Task input —
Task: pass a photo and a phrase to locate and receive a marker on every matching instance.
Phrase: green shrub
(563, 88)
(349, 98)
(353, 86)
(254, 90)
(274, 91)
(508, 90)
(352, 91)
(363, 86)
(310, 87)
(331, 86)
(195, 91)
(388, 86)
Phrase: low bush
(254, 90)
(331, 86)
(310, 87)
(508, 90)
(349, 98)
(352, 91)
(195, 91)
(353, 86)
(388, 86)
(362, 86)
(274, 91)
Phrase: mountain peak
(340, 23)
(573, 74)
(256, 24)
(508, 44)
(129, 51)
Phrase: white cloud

...

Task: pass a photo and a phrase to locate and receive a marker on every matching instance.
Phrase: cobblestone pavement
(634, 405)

==

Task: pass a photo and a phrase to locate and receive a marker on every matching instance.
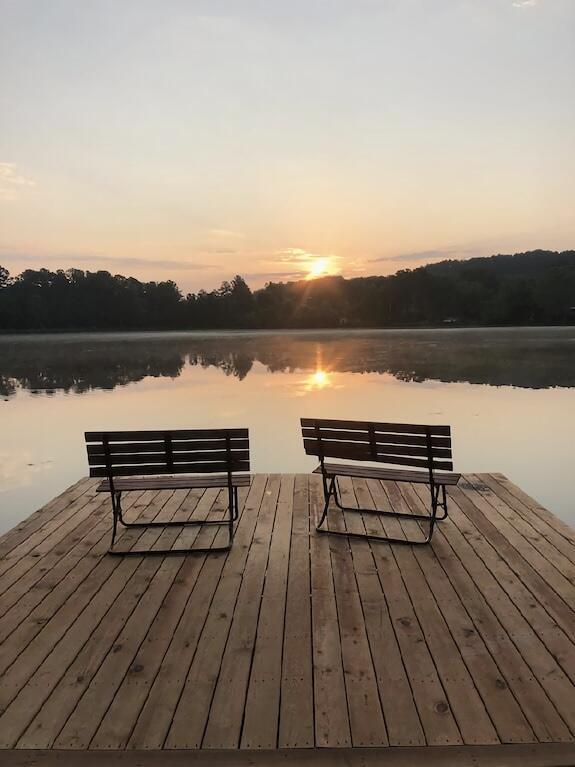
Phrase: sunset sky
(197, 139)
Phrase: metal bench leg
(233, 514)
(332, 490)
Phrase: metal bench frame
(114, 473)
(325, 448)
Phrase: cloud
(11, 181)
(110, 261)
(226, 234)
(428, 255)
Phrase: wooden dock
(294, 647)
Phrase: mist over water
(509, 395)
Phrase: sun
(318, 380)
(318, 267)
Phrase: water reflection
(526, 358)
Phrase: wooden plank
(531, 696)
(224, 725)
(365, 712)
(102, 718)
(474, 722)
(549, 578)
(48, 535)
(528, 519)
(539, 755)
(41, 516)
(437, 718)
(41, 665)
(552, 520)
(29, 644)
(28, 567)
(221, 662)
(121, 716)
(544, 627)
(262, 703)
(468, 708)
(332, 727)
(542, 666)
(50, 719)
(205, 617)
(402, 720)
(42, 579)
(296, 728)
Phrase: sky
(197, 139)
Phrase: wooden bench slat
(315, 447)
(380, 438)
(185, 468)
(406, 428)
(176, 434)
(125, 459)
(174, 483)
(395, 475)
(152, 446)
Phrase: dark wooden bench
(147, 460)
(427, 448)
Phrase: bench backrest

Problem requirements —
Set down, from the entries above, exactly the lines from the one with "Phrase: low bush" up to and including the one with "Phrase: white cloud", and no other lines.

Written response —
Phrase: low bush
(254, 90)
(331, 86)
(310, 87)
(508, 90)
(349, 98)
(352, 91)
(195, 91)
(353, 86)
(388, 86)
(362, 86)
(274, 91)
Phrase: mountain peak
(340, 23)
(573, 74)
(256, 24)
(508, 44)
(129, 51)
Phrase: white cloud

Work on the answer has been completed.